• _Work item 1_: In the article about losses from the Future Fund, why did the British Business Bank put the fund's value at £736m rather than the £609m in the report? Answer in one to three sentences.
• _Work item 2_: From the article about losses from the Future Fund, copy the text between "The Department for" and "the BBB said.", inclusive.

[[ Document passage, beginning ]]

Taxpayers lose £400m as result of investment fund set up by Rishi Sunak

Report shows 334 companies backed by Future Fund, set up in May 2020 by then chancellor, have since gone under
UK taxpayers have lost £400m following the collapse of hundreds of startups backed by a heavily criticised Covid-era investment fund launched by Rishi Sunak when he was chancellor.
The Future Fund spent £1.14bn backing 1,190 companies, some of them of types not usually associated with government portfolios such as the sex party organiser Killing Kittens and the now defunct festival tickets business Pollen.
The fund also invested nearly £2m in companies linked to Sunak’s wife, Akshata Murty.
The Department for Business and Trade’s latest annual report shows that 334 companies backed by the Future Fund have since gone under, costing the taxpayer hundreds of millions of pounds.
The value of the fund tumbled to £609m as of March this year, the report shows. But the British Business Bank (BBB), which administered the scheme, clarified that the number was in fact higher, £736m, because of income and returns from the investments. Taxpayers have been left with a £400m loss since the scheme closed to new applications in 2021, the BBB said.
Sunak launched the Future Fund in May 2020 to help emerging businesses during the pandemic. Under the scheme, the BBB would lend firms between £125,000 and £5m, matching parallel investments from private investors, with the loans being converted into shares when the company next raised money from investors.

[[ Document passage, end ]]
[[ Source data, beginning ]]

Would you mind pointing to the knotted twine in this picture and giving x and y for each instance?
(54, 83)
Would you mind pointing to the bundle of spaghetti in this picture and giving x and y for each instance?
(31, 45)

[[ Source data, end ]]

• _Output 1_: The British Business Bank said the figure was actually higher, at £736m, because of income and returns from the investments. The department's report showed only £609m as of March.

• _Output 2_:
The Department for Business and Trade’s latest annual report shows that 334 companies backed by the Future Fund have since gone under, costing the taxpayer hundreds of millions of pounds.
The value of the fund tumbled to £609m as of March this year, the report shows. But the British Business Bank (BBB), which administered the scheme, clarified that the number was in fact higher, £736m, because of income and returns from the investments. Taxpayers have been left with a £400m loss since the scheme closed to new applications in 2021, the BBB said.